#### WORK TO COMPLETE
Going line by line through the data below, report how many lines include the word "pants", with nothing added.

#### EXTRACTED INFORMATION
* * *
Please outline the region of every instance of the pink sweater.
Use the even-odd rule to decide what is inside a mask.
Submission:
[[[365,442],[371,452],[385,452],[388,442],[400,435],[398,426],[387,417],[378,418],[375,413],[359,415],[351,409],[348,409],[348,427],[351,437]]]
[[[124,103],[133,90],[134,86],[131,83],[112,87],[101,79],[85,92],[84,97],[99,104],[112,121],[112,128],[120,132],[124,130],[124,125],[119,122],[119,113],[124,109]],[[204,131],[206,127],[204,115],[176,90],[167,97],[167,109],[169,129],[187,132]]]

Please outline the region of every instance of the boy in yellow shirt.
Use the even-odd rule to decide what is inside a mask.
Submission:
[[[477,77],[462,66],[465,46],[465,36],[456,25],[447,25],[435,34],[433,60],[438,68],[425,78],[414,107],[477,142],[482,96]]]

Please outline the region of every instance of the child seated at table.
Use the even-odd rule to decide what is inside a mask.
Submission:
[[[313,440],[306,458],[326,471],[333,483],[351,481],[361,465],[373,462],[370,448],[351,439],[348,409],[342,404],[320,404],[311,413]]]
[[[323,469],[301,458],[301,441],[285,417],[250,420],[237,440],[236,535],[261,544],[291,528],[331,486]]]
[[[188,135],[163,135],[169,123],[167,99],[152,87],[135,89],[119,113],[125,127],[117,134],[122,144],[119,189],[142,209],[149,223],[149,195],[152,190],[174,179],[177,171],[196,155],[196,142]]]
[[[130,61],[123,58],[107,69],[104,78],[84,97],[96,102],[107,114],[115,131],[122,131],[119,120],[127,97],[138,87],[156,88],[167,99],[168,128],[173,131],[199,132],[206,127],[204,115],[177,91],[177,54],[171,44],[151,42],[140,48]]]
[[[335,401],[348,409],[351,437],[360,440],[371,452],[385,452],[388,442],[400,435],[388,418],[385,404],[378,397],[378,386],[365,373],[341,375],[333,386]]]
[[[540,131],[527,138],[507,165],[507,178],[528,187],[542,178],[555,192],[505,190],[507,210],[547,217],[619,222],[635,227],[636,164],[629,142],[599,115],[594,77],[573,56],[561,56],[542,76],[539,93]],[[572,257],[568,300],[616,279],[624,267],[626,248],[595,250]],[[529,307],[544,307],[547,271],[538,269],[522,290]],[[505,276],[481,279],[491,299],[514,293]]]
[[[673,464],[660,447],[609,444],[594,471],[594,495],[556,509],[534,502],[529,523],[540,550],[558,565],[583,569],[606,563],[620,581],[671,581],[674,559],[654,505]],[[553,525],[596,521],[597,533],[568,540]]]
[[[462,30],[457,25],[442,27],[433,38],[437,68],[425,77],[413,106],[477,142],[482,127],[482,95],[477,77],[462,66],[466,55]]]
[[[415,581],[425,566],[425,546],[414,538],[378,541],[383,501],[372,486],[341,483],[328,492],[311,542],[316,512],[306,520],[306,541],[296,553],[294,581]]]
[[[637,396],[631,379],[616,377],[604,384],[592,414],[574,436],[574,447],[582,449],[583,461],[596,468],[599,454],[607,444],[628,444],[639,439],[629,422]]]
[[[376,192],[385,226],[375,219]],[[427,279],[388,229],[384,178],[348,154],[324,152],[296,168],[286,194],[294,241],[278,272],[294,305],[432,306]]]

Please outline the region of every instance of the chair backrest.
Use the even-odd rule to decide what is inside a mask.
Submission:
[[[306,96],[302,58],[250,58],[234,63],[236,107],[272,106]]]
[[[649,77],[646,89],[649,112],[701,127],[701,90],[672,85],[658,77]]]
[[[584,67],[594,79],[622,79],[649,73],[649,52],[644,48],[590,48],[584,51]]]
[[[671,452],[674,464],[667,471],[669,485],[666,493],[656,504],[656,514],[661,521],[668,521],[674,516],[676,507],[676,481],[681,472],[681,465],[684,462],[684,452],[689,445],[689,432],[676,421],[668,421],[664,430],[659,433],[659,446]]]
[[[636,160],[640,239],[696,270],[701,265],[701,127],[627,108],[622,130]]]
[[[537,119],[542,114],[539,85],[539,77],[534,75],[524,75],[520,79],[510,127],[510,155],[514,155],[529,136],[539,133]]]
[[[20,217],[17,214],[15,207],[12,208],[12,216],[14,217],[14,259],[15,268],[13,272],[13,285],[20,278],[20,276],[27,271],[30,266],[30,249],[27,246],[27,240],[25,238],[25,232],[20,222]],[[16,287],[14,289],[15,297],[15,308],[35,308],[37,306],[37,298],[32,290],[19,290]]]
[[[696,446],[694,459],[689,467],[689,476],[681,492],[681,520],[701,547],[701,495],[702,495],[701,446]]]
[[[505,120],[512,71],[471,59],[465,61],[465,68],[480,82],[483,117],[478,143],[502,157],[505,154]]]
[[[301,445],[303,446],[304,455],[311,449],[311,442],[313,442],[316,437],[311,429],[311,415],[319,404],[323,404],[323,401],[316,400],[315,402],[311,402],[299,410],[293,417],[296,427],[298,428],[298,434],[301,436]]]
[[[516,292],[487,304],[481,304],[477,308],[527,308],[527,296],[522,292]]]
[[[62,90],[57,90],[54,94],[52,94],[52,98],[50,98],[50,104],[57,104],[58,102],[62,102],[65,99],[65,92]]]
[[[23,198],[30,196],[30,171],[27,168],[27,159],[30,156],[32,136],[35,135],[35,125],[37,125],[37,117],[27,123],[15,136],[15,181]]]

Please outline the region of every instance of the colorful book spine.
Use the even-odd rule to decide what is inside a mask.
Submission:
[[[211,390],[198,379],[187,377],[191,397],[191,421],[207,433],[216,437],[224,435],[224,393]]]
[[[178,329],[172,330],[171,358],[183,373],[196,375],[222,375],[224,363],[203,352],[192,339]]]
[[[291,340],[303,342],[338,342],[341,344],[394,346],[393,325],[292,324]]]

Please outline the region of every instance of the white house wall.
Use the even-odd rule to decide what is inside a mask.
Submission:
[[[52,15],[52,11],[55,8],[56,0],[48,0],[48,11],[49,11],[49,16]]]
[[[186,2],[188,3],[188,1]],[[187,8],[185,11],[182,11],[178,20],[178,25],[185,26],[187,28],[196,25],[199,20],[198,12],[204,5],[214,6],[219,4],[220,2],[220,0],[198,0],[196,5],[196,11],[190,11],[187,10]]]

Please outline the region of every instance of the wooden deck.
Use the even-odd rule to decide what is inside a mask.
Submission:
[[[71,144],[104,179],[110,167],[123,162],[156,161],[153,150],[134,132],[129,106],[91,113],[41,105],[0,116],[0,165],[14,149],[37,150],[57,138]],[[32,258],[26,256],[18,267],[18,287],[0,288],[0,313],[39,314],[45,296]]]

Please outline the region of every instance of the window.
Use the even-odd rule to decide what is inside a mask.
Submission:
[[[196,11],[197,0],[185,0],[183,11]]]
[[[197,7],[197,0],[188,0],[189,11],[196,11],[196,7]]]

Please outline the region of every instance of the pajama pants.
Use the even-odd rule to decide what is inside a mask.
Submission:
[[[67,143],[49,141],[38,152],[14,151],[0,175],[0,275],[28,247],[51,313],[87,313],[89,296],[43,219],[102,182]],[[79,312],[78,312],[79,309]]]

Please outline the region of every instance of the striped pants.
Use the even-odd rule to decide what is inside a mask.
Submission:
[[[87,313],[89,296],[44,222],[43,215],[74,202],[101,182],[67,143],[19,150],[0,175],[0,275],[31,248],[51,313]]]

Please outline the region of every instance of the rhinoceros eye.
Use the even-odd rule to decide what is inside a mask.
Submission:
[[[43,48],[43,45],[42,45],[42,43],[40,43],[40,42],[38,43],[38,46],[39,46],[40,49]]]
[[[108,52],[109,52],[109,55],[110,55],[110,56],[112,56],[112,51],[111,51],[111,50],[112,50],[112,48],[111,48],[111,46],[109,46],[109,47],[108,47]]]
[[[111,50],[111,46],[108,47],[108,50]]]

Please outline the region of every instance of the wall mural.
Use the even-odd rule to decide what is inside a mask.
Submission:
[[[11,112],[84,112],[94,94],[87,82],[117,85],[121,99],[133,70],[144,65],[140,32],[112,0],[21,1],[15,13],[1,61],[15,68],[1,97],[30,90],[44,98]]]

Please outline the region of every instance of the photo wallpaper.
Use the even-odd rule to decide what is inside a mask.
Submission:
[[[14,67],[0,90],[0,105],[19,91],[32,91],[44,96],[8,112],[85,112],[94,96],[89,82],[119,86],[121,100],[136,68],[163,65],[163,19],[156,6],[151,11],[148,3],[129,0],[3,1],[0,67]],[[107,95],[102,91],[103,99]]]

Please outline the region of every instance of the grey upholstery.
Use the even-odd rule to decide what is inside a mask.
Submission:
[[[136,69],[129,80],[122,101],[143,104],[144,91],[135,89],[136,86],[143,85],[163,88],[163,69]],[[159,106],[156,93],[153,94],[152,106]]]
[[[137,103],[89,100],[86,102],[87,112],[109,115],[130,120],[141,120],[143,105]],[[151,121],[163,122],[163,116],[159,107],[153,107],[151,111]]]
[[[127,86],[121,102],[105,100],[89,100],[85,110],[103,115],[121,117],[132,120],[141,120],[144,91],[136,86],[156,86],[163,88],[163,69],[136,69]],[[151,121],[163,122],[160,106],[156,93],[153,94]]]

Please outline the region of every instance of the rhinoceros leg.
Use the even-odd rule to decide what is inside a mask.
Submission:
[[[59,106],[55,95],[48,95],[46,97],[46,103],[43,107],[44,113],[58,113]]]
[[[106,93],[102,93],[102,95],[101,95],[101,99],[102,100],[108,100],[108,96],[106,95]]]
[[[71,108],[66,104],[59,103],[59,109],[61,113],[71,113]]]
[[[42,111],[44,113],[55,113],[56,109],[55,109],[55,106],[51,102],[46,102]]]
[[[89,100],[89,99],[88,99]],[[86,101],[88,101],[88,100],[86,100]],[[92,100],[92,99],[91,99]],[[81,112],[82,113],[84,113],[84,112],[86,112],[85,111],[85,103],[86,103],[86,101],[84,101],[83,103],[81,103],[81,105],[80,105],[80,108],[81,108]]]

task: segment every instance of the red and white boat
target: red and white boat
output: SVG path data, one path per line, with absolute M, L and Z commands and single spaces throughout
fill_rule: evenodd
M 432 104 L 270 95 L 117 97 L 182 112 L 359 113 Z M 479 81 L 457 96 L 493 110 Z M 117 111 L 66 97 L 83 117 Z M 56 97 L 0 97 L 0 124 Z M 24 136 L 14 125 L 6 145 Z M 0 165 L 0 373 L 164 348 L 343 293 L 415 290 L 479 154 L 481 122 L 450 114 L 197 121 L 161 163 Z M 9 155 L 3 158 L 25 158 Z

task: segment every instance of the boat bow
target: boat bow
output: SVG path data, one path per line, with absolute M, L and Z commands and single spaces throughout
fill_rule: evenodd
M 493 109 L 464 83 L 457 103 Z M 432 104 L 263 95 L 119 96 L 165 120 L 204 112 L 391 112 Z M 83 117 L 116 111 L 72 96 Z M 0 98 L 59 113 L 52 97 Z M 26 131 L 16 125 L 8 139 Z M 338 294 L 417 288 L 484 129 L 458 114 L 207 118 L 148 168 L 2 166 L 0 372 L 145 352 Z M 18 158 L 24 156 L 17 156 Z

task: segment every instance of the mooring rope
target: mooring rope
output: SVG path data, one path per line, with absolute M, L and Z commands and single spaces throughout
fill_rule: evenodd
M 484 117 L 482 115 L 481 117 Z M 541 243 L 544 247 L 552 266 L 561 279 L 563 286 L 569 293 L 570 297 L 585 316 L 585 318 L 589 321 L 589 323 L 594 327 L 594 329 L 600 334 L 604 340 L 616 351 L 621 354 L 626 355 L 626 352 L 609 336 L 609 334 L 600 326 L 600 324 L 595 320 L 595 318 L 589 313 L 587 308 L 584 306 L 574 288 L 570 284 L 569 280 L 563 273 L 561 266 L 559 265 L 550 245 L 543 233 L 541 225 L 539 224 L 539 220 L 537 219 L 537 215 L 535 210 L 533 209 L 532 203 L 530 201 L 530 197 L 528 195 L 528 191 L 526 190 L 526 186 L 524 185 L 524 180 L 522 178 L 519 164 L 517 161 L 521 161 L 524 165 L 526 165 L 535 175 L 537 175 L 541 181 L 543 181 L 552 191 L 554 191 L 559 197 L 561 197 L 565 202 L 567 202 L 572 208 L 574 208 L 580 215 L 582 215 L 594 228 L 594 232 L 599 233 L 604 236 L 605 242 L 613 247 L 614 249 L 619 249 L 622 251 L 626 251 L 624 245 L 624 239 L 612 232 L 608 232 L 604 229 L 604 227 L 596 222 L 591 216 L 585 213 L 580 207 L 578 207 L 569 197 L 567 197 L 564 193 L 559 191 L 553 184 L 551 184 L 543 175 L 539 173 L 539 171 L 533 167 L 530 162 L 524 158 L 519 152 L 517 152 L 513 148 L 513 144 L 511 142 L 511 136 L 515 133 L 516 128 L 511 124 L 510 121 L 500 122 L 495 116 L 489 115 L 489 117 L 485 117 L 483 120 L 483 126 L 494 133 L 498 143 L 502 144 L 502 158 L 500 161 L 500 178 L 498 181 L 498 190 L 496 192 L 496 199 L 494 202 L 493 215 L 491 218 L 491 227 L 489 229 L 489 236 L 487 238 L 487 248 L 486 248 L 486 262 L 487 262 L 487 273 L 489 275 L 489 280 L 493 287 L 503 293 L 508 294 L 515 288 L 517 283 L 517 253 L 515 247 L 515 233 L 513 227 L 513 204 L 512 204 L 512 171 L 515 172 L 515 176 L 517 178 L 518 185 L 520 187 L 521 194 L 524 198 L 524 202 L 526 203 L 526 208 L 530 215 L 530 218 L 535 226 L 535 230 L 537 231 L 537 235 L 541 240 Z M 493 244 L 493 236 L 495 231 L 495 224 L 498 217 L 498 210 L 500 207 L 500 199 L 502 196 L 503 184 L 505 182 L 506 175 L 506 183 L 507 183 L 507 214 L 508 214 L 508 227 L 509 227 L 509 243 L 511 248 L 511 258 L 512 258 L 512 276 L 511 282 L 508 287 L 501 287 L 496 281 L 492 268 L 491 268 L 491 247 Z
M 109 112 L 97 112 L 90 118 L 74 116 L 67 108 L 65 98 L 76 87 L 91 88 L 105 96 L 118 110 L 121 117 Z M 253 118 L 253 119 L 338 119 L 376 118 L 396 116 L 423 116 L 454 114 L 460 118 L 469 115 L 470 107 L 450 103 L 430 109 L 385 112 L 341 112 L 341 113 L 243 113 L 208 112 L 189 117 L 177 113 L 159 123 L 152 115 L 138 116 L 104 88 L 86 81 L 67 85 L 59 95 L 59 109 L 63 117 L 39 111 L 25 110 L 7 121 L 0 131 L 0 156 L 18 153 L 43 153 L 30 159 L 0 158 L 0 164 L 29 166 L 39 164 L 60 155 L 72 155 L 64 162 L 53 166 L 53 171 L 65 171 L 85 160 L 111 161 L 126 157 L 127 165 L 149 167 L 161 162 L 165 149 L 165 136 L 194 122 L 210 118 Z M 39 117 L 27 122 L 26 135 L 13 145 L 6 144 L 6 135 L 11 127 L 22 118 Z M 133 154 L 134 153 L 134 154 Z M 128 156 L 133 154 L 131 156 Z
* * *
#### THE COMPLETED TASK
2